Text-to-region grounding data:
————

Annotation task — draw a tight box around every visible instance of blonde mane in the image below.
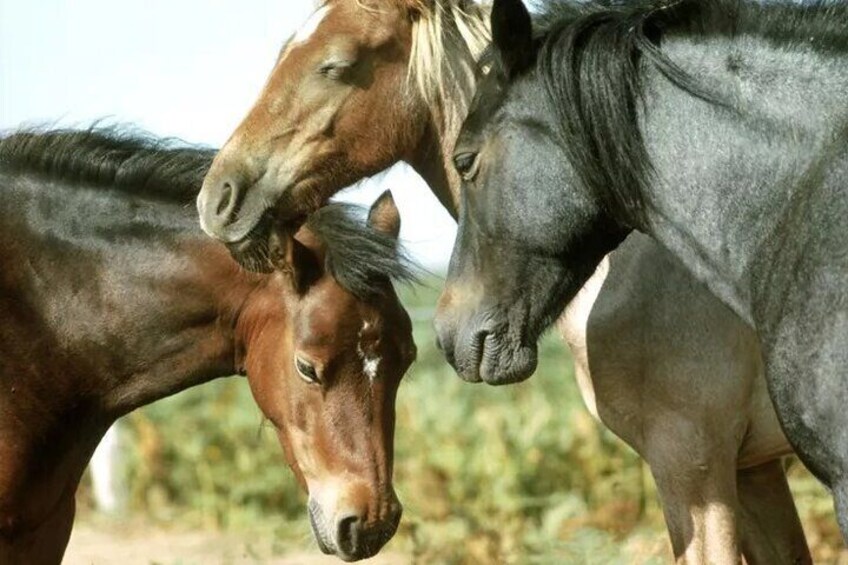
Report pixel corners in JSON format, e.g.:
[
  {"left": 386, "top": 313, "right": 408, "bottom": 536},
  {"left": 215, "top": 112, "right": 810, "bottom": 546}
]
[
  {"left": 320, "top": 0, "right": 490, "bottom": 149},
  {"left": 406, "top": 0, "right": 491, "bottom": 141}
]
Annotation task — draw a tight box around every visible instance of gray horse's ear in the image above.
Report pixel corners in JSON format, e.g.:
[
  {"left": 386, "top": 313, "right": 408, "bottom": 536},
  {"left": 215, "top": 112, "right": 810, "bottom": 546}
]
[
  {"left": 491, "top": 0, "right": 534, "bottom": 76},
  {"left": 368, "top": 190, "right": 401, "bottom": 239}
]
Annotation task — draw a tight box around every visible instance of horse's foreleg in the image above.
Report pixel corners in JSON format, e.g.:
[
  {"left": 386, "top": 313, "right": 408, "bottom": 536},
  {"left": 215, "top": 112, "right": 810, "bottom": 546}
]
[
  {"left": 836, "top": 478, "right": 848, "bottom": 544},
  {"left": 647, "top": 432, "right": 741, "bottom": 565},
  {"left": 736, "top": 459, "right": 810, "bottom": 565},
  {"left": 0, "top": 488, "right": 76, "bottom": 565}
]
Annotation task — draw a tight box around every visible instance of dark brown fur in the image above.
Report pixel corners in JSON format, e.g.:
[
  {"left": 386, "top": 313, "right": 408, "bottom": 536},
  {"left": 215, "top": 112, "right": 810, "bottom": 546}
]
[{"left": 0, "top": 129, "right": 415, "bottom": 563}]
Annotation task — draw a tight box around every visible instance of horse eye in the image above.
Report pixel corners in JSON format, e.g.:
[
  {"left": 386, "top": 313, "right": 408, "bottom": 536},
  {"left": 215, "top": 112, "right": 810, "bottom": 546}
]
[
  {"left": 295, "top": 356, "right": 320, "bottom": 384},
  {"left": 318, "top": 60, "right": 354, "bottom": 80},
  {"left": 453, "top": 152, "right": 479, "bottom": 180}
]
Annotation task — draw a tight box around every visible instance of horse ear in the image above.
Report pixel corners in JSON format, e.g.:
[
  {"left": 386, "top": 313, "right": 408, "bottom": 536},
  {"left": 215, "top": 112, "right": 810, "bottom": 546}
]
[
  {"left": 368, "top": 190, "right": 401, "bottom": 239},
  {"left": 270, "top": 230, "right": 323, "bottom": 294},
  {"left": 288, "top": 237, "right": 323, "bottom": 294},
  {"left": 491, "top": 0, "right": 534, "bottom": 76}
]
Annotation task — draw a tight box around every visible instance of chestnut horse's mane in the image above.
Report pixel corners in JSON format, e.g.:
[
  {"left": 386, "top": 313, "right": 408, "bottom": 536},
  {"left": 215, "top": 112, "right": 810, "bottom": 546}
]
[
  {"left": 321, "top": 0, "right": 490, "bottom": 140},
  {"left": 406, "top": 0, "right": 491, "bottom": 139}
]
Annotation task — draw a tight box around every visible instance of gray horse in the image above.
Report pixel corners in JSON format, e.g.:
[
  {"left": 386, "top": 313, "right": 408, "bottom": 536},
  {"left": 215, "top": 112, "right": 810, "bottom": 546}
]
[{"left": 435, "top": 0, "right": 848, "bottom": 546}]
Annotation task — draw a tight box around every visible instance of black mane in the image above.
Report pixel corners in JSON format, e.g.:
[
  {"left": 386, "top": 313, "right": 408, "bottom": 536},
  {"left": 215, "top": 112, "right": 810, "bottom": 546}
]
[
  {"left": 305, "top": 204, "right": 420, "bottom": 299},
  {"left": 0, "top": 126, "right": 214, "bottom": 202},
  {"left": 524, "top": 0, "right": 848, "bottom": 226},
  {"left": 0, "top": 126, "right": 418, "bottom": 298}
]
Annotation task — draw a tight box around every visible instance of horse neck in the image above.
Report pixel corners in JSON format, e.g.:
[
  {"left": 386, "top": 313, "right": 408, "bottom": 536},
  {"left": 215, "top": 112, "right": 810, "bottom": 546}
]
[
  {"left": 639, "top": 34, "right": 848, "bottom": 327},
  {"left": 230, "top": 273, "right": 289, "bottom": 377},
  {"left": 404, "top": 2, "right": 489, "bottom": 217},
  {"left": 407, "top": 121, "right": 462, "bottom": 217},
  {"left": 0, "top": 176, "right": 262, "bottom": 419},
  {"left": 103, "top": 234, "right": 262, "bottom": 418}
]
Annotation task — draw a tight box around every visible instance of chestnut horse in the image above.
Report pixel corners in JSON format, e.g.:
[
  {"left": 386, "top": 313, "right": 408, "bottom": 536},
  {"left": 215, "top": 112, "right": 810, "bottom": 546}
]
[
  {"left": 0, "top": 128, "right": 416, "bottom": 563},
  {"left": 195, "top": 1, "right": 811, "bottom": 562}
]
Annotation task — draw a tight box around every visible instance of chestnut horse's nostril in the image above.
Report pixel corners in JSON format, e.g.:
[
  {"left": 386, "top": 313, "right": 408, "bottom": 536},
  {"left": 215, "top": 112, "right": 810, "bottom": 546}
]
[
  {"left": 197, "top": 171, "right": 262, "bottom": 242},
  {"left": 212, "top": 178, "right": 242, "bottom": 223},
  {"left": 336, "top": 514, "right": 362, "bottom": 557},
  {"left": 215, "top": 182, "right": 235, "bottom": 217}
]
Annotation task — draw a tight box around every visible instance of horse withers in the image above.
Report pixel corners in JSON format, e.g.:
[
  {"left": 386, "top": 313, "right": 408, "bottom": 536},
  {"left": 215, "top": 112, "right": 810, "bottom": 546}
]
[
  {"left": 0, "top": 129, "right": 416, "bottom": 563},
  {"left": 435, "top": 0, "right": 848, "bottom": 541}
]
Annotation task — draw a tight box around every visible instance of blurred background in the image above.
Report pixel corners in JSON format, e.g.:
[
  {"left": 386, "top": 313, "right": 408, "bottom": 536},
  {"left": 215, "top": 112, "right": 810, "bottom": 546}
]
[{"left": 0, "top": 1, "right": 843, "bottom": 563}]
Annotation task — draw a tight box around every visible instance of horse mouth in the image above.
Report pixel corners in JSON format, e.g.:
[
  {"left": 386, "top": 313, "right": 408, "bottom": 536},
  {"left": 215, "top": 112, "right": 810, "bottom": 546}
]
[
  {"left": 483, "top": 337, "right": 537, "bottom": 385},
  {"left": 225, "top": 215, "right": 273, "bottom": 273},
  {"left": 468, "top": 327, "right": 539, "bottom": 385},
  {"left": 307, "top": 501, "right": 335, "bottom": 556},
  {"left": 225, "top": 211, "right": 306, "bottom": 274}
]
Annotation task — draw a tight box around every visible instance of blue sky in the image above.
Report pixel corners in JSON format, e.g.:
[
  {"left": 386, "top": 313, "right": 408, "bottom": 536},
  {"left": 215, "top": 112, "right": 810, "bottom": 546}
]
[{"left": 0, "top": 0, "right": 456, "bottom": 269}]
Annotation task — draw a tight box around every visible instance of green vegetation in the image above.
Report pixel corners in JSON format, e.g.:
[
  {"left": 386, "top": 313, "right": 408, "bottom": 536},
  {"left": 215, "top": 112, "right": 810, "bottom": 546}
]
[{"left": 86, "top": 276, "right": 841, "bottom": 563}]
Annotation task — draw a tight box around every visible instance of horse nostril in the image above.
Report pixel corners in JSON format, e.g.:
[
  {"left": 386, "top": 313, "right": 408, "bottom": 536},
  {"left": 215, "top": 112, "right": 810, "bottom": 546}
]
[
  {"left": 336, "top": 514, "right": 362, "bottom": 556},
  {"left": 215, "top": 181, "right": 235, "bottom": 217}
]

————

Number of lines above containing "mane": state it and nothing else.

3